WHAT IS NEEDED:
Pick out every line of the records that contains the string "ymax", and copy each one. Case counts.

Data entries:
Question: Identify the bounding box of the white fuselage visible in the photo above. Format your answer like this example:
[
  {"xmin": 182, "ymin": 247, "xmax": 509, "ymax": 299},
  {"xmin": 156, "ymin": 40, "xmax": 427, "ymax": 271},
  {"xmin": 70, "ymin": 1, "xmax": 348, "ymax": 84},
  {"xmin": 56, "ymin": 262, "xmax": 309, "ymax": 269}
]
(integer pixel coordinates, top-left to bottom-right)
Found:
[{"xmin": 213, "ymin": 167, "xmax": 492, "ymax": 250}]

ANSWER IN FULL:
  {"xmin": 182, "ymin": 247, "xmax": 509, "ymax": 299},
  {"xmin": 156, "ymin": 40, "xmax": 427, "ymax": 271},
  {"xmin": 70, "ymin": 1, "xmax": 348, "ymax": 84},
  {"xmin": 56, "ymin": 262, "xmax": 309, "ymax": 269}
[{"xmin": 213, "ymin": 167, "xmax": 492, "ymax": 250}]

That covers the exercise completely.